### TEXT EXTRACT
--------------------------------------------------

Children’s rights take centre stage in debates about the right to a healthy environment

The room was packed. Interest in the topic of children’s rights and the environment is clearly on the rise. On 12 February 2020 I spoke at an event to strategize and discuss priorities for the annual full-day meeting of the UN Human Rights Council (HRC) on children’s rights and the environment in June. The HRC meeting is significant, as it will result in a set of recommendations that will be presented directly to governments. It also has the potential to inform a resolution to recognize the right to a healthy environment that may be up for debate during the UN General Assembly in September 2020. The room was filled with people from an array of sectors. Most members of the UN Committee on the Rights of the Child took part, as did a lot of government representatives and NGO’s. Even those who do not normally focus on children’s rights were in attendance.

We all were aware of the importance of garnering support for the recognition of the right to a healthy environment by the UN General Assembly. Clarence Nelson, a member of the UN Committee on the Rights of the Child, made it clear that there are strong arguments that environmental rights are already implicit in the Convention on the Rights of the Child, as it recognizes rights that cannot be realized without a healthy environment, such as the right to life, survival and development and the rights to food and water. He raised that environmental issues are among the top two topics that children consider most important in relation to their rights within State reports – the core work of the Committee. Another Committee member, Mikiko Otani, asked participants what they felt would be a valuable contribution to the General Assembly debate on children’s right to a healthy environment from the perspective of children’s rights. She suggested that, prior to the session, children could send letters to their own governments voicing their support for the right to a healthy environment and addressing environmental matters that concern them the most.

--------------------------------------------------

### EXTRACTED INFORMATION
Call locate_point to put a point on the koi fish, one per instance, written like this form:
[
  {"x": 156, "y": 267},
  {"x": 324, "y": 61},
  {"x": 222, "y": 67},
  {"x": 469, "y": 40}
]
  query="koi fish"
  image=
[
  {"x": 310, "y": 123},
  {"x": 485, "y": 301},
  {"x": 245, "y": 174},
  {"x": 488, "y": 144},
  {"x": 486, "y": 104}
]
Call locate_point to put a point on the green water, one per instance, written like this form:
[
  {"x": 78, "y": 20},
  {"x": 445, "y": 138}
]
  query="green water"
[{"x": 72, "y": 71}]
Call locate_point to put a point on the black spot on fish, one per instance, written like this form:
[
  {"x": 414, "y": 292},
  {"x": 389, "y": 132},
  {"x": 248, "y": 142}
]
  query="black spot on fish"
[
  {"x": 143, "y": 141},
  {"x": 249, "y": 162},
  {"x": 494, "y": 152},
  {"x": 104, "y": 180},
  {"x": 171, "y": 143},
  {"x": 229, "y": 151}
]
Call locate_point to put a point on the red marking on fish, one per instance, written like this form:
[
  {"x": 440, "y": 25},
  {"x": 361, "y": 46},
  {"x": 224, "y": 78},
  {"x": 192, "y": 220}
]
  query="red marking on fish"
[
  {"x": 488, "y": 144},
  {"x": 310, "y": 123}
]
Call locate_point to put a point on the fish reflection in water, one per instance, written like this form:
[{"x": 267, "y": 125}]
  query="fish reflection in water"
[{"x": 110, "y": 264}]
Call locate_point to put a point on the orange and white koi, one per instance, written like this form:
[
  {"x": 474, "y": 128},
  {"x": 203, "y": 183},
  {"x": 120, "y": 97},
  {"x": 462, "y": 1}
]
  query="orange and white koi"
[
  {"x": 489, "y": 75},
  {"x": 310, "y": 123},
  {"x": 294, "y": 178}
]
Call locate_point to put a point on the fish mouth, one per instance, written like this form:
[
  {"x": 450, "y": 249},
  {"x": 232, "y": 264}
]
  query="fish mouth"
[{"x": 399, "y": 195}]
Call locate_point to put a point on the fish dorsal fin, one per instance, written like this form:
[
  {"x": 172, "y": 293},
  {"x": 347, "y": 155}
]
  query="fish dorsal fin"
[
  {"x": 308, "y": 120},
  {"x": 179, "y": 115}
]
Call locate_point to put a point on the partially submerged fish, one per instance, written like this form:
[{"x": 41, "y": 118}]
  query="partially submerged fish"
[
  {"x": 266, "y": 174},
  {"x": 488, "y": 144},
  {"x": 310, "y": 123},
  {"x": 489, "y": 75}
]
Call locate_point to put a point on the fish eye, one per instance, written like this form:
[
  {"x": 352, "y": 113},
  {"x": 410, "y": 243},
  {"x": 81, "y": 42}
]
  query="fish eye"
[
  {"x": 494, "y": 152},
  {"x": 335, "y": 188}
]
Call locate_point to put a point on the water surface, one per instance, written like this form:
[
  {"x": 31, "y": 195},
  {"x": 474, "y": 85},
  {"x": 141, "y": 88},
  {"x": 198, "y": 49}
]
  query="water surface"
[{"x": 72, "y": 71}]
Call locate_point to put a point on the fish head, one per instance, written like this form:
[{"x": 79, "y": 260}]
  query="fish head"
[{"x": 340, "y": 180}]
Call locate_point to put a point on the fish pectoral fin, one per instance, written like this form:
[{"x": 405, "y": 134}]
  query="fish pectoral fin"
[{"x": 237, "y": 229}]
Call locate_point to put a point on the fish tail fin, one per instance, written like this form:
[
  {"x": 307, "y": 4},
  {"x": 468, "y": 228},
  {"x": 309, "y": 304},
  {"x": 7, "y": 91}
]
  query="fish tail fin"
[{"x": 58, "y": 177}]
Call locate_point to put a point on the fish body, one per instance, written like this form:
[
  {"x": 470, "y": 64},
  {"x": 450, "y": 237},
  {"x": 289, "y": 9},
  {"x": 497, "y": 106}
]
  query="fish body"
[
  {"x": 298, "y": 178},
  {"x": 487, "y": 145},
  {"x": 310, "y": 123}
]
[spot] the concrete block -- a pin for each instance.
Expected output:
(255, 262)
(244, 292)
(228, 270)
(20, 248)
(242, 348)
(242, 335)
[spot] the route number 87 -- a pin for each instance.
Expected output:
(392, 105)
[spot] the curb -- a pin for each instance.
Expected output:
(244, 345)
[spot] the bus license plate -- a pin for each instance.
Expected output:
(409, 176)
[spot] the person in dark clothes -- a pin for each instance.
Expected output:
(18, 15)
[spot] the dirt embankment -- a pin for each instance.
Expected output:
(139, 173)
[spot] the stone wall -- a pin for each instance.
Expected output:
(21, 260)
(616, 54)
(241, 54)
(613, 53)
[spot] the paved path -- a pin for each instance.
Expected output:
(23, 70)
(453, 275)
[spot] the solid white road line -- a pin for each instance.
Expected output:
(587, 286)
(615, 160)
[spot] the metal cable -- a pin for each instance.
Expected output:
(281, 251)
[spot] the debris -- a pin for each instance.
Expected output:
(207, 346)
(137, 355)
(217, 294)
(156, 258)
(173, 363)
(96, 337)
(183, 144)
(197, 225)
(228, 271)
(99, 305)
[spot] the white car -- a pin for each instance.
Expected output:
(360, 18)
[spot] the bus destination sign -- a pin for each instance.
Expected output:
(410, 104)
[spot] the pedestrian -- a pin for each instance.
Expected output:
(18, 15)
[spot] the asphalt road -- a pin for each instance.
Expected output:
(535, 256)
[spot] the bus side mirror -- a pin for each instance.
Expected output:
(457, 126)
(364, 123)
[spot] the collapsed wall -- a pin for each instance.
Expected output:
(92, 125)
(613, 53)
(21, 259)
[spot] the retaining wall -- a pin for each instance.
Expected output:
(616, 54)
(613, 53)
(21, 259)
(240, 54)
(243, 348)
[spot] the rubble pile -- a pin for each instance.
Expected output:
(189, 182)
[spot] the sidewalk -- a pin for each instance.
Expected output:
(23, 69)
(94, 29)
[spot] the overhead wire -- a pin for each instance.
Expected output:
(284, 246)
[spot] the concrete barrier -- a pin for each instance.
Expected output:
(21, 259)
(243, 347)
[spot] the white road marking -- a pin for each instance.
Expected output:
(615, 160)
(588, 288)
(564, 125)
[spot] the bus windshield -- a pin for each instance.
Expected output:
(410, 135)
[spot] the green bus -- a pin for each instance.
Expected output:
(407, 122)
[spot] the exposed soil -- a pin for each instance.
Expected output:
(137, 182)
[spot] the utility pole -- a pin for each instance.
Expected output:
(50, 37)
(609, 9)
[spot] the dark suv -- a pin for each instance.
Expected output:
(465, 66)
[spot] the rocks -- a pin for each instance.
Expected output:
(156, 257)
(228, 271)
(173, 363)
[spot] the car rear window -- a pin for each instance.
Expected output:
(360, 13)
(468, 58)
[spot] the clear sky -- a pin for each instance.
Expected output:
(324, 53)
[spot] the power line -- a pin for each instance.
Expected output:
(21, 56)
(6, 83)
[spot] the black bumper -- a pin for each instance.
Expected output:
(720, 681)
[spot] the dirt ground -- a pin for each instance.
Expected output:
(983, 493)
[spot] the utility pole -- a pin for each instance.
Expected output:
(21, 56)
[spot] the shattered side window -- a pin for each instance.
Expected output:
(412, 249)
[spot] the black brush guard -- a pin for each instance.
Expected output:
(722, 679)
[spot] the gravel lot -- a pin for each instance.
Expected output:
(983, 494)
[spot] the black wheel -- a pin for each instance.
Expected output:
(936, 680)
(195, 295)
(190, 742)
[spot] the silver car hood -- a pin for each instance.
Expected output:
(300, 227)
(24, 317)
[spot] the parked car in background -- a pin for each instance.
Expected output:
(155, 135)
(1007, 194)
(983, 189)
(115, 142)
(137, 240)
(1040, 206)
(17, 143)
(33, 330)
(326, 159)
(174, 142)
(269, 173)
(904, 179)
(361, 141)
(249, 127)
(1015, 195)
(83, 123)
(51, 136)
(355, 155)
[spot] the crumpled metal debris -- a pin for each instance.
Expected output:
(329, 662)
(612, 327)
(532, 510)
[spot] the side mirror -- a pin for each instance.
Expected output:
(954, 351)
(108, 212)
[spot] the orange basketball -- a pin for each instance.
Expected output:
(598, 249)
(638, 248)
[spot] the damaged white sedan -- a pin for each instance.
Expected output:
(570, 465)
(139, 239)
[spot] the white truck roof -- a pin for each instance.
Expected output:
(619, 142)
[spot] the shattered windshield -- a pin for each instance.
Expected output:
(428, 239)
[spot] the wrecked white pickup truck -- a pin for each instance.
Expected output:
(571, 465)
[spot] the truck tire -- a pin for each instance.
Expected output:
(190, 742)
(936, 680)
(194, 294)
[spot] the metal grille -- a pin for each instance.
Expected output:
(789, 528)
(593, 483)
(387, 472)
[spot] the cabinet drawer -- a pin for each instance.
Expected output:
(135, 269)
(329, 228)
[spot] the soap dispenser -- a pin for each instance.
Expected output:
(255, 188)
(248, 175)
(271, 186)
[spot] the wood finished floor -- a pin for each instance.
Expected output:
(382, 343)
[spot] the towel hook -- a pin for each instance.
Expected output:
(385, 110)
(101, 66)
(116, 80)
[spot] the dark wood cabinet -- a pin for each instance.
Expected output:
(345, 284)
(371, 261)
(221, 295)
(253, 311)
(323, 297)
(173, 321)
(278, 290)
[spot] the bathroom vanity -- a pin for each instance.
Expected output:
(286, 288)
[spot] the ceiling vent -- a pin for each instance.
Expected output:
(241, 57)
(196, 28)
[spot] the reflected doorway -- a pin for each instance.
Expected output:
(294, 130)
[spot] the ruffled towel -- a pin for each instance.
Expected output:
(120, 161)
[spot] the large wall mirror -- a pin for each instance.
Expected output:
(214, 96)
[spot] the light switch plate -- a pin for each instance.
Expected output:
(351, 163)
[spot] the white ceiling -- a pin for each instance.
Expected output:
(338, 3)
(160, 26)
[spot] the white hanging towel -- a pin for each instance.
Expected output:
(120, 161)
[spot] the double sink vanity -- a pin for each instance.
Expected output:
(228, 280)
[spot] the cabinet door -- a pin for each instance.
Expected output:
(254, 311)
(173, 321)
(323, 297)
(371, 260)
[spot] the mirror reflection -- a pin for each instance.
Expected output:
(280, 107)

--------------------------------------------------

### SET OF TASKS
• 1. In the piece on children's rights and a healthy environment, who suggested that children send letters to their own governments before the session?
• 2. Carry on the piece on children's rights and a healthy environment, starting after its final sentence.
The rows are material apart from the piece on children's rights and a healthy environment.

### SOLVED TASKS
• 1. Mikiko Otani

• 2.
For the upcoming annual full-day meeting of the HRC, many participants emphasized that debates should build on current best practices recognizing children’s environmental rights and focus on gaps and key steps to drive this agenda forward. Solal, a youth environmental activist who also spoke at the event, made it clear that nothing short of transformative change in all areas of society will be required to address the current environmental crisis. The results of the meeting should focus on taking meaningful action. This view was echoed by UN Special Rapporteur on human rights and the environment, David Boyd, who stressed that human rights have often been a catalyst for change and that to recognize the right to a healthy environment would equip environmental and climate protection with the same powerful language of rights.

A couple of very specific recommendations were made as well. The Committee on the Rights of the Child should write a general comment to guide States and other relevant actors in how they apply the UN Convention on the Rights of the child in the context of the environment. There is a growing interest in a child rights approach, but little orientation in terms of how to implement it. This includes integration of child rights in environmental frameworks such as the Paris agreement or the Sustainable Development Goals (SDGs) which are strongly linked to children’s issues and even reference their rights. The Human Rights Council adopted a resolution last year to support environmental human rights defenders and it included a call on states to support child and youth-led initiatives. States should take explicit action to implement it. Marie Noel-Brune Drisse from the World Health Organization asserted the need for environmental impacts on health to be translated into rights language. She provided a good overview of existing data related to children’s environmental health. For many environmental issues, negative impacts are already clearly established (e.g. air pollution), while for others, the implications are still difficult to anticipate (e.g. endocrine disruptors). Existing information is not always adequately translated into rights language which is why environmental health issues often go unnoticed in the rights community. Finally, I proposed the need to provide easily accessible educational resources for children and young people.  One of the main results from the Children’s Environmental Rights Initiative (CERI) exchange with children and youth at the regional consultations is that they lack access to understandable and useful information on the environment and their rights

I feel very encouraged after the event. States need to listen to the calls of the youth and take action. Human Rights can provide a powerful language to make it happen!


“Children are our future. Their rights and their health needs to be the forefront…”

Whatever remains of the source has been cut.